(Rows)

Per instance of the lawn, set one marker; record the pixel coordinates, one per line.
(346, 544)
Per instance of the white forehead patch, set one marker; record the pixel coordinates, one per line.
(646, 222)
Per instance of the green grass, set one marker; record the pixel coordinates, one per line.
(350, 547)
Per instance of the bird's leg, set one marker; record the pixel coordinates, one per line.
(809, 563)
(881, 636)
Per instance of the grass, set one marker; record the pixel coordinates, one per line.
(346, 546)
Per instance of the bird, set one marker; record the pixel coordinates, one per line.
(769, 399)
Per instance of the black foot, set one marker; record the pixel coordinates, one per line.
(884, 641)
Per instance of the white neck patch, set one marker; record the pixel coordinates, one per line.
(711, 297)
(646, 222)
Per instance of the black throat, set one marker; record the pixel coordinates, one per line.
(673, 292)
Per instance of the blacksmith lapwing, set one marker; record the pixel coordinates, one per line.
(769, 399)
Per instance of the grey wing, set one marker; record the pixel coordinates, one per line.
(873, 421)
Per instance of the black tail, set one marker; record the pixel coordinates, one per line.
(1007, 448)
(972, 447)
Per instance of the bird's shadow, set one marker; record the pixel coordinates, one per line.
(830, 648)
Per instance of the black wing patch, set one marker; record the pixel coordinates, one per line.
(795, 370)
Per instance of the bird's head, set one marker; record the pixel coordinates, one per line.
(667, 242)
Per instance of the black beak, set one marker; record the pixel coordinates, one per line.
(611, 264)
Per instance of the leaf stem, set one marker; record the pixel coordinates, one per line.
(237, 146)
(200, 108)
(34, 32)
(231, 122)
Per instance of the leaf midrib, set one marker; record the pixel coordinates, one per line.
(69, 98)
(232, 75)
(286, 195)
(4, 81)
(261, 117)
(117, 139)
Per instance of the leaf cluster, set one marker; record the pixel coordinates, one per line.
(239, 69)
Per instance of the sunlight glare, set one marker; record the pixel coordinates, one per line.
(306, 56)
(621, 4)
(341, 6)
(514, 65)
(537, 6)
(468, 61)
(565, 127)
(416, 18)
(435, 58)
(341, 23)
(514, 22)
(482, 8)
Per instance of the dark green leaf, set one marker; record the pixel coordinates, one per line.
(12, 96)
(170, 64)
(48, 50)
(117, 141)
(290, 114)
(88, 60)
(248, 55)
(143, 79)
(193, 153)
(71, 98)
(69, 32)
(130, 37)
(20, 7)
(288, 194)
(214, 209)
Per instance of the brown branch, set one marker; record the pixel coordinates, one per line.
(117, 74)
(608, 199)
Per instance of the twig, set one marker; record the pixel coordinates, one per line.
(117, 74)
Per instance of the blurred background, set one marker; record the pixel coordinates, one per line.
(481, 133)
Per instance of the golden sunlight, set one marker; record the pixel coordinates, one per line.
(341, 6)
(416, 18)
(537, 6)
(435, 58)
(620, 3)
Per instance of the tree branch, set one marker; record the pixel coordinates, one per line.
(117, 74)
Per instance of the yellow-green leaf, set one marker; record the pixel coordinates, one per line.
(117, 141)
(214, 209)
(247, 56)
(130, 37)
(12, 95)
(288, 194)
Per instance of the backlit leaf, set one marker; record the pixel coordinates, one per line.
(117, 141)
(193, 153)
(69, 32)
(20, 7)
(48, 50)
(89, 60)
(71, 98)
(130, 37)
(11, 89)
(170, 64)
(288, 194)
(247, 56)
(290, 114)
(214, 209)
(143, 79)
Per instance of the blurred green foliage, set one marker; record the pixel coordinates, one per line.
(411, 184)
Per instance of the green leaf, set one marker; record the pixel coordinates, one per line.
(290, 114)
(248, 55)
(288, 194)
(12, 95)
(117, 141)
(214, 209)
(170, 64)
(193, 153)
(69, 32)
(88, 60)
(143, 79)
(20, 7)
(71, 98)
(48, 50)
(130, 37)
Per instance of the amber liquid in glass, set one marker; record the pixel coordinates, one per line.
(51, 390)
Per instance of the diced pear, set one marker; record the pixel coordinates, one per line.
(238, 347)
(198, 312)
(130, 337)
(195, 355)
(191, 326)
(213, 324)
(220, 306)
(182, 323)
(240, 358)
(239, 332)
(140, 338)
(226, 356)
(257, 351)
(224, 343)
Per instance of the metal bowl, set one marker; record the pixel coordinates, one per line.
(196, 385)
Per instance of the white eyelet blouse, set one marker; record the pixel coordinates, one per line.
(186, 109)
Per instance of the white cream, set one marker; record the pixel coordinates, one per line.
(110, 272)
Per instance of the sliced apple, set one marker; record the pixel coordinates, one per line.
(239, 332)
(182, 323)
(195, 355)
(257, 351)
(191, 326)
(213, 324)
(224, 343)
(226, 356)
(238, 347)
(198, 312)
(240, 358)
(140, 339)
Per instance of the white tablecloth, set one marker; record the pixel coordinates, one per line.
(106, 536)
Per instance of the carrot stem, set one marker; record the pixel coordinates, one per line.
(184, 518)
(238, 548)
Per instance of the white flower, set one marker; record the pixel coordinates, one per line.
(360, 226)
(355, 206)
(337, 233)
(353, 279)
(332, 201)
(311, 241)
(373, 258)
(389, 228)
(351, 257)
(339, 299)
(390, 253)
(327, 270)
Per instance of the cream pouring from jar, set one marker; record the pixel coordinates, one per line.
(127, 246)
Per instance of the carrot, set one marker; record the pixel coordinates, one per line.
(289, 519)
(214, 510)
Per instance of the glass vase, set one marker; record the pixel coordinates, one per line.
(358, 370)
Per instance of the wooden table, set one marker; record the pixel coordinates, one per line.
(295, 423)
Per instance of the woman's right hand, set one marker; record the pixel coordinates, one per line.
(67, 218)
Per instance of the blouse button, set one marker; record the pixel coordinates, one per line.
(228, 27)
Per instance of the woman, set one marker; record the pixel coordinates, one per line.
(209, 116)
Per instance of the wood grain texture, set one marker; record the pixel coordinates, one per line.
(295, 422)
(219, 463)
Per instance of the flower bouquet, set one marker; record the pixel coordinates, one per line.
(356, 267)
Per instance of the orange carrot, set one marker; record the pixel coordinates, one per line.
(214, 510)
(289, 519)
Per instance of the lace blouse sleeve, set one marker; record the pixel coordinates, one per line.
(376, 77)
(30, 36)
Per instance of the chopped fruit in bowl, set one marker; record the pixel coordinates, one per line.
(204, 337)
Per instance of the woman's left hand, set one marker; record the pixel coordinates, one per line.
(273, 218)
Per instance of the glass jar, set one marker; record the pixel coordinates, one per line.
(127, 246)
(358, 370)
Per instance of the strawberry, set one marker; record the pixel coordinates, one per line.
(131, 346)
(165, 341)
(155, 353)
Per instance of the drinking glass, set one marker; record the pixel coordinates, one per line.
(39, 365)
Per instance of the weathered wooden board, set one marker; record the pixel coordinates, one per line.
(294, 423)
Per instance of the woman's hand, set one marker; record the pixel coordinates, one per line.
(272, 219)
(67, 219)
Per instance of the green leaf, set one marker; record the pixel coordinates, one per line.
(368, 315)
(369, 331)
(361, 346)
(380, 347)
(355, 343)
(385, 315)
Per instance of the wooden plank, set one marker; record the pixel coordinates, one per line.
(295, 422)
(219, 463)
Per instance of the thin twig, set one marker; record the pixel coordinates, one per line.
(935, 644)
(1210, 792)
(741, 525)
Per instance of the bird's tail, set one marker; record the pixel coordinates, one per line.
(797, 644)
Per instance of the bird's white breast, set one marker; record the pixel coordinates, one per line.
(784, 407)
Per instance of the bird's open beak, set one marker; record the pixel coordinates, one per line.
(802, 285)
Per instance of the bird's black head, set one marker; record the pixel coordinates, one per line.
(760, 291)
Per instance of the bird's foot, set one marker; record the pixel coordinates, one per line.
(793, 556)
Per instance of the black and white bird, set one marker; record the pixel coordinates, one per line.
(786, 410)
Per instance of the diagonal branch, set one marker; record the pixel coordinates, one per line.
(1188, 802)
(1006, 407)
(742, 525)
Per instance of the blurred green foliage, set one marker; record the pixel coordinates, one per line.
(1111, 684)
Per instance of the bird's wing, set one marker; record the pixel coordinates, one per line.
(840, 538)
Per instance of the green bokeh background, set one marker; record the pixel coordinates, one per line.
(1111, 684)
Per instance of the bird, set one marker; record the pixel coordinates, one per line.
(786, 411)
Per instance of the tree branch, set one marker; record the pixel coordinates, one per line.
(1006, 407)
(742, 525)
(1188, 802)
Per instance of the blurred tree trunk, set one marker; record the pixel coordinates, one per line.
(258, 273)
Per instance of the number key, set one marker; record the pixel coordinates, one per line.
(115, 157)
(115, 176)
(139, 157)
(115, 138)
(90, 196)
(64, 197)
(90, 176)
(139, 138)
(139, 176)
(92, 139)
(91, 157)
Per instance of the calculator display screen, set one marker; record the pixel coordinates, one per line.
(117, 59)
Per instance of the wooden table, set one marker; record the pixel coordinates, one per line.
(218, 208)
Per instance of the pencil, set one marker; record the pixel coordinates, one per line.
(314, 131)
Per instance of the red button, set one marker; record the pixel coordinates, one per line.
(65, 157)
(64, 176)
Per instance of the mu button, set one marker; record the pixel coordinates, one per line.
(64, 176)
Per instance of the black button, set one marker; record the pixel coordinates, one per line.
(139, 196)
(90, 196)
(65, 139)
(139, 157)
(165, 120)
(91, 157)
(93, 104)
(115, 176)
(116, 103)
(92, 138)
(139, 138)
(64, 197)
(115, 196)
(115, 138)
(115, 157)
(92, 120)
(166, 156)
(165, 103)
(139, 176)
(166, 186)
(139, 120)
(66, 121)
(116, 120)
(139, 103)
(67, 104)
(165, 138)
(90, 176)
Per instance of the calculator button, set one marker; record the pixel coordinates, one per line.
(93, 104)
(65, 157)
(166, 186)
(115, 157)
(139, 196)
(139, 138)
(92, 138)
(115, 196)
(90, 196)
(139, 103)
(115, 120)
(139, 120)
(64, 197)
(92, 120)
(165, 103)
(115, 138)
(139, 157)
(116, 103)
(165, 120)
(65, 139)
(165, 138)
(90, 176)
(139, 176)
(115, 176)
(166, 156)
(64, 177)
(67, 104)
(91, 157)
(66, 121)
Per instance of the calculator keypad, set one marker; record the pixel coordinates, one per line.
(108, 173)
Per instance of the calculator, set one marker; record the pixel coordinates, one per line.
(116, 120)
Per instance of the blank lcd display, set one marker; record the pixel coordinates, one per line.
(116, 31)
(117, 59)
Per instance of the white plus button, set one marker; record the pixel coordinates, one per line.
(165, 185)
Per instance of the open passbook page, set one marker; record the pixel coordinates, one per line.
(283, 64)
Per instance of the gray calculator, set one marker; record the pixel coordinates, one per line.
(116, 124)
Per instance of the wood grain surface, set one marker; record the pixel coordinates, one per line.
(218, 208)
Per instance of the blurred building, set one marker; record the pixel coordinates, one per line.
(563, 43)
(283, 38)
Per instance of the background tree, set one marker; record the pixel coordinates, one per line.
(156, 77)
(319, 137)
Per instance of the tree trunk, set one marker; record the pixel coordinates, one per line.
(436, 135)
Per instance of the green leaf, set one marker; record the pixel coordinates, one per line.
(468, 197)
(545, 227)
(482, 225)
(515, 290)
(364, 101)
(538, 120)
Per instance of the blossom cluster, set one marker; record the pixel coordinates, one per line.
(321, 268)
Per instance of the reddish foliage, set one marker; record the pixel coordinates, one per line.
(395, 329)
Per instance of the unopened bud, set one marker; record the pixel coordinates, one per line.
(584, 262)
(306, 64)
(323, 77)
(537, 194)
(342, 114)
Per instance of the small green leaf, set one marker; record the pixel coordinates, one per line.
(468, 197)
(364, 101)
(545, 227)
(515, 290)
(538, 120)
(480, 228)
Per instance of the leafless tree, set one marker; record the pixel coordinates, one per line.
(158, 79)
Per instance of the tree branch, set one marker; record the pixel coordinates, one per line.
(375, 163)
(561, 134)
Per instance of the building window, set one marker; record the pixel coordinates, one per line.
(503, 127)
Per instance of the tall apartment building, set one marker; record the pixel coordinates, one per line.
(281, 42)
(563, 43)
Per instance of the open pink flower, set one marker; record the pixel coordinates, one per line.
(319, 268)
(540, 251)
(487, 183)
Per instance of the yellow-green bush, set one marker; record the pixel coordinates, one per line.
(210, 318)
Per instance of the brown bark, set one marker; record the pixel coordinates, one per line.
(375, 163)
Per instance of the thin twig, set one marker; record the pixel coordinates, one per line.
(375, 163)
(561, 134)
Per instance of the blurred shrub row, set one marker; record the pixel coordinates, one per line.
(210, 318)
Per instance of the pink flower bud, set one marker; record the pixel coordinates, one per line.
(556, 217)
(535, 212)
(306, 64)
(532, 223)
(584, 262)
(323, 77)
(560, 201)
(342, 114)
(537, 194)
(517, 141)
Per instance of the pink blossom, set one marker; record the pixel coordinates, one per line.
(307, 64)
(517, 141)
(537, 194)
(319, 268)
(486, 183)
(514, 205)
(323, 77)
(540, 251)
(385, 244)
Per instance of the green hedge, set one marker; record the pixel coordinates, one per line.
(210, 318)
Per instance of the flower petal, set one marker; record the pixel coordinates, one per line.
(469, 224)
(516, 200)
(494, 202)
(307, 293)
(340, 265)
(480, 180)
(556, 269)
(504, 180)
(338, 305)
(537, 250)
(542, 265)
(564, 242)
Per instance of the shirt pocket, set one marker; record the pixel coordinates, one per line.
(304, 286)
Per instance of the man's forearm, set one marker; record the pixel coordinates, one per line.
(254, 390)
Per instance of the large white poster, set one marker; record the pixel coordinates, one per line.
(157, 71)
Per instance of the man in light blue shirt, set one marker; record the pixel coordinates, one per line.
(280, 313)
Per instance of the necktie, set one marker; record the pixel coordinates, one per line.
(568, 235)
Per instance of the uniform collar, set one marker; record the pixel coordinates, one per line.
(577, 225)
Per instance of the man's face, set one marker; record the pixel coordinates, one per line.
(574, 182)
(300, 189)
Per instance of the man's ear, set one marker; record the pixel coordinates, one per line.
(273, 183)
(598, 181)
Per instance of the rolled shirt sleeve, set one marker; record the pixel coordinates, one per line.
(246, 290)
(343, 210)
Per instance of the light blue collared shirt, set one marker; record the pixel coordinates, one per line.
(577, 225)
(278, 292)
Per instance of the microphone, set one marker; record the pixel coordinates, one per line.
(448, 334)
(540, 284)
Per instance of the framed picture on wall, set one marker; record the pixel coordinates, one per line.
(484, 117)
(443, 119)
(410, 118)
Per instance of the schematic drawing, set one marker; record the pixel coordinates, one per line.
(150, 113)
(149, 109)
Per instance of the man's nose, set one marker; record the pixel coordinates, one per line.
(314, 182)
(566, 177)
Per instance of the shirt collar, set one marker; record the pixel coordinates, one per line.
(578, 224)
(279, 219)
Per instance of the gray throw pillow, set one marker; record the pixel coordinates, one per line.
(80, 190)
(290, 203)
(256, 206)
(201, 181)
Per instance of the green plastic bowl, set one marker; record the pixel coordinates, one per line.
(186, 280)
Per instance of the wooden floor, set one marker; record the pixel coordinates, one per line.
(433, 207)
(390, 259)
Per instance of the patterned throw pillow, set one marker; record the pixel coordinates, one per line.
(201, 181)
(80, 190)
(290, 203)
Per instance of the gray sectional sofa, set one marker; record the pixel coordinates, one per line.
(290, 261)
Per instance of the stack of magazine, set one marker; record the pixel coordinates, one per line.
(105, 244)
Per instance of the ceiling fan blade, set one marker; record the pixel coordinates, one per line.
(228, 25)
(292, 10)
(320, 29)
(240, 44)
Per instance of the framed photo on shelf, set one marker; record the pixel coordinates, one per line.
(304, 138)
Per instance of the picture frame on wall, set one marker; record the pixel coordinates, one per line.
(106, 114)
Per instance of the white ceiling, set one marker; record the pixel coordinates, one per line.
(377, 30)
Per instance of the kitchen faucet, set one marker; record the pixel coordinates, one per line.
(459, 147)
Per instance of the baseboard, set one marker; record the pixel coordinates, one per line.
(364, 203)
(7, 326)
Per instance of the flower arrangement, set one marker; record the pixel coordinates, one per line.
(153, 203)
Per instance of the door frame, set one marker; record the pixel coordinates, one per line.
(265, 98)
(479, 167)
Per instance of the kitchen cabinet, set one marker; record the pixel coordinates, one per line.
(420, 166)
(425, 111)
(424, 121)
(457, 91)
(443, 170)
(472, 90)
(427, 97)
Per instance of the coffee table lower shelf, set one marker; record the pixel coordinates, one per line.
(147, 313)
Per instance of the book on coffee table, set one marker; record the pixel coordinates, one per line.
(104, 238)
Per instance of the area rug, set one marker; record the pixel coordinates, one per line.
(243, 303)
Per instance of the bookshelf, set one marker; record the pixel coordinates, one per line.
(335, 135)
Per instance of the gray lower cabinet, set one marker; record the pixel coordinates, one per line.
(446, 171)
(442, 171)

(What the task asks) Express the entries from the line containing "Per instance of the picture" up to and including the final line of the entries as a numbered list, omitting any blank lines.

(Result of the exercise)
1. Per instance of the picture frame on wall, set one marker; record the pixel coordinates, one per line.
2. (106, 114)
3. Per instance of the white ceiling, set one marker; record the pixel coordinates, one per line.
4. (377, 30)
5. Per instance of the kitchen faucet, set one marker; record the pixel coordinates, one per line.
6. (459, 147)
7. Per instance of the baseboard, set one marker; record the pixel coordinates, one per line.
8. (364, 203)
9. (7, 326)
10. Per instance of the flower arrangement, set one marker; record the pixel coordinates, one per line.
11. (153, 203)
12. Per instance of the door frame, set one marker; record the pixel coordinates, one per line.
13. (265, 98)
14. (479, 167)
15. Per instance of the kitchen cabinet, set one marker; record the pixel coordinates, one per line.
16. (420, 166)
17. (425, 111)
18. (424, 121)
19. (457, 91)
20. (443, 170)
21. (472, 90)
22. (427, 97)
23. Per instance of the coffee table lower shelf, set one marker; record the pixel coordinates, one per line.
24. (147, 313)
25. Per instance of the book on coffee table, set one marker; record the pixel coordinates, one per line.
26. (104, 238)
27. Per instance of the area rug, set one marker; record the pixel coordinates, one per line.
28. (243, 303)
29. Per instance of the bookshelf, set one marker; record the pixel coordinates, one per line.
30. (335, 135)
31. Per instance of the gray lower cabinet, set one marker; record the pixel coordinates, one per line.
32. (446, 171)
33. (442, 171)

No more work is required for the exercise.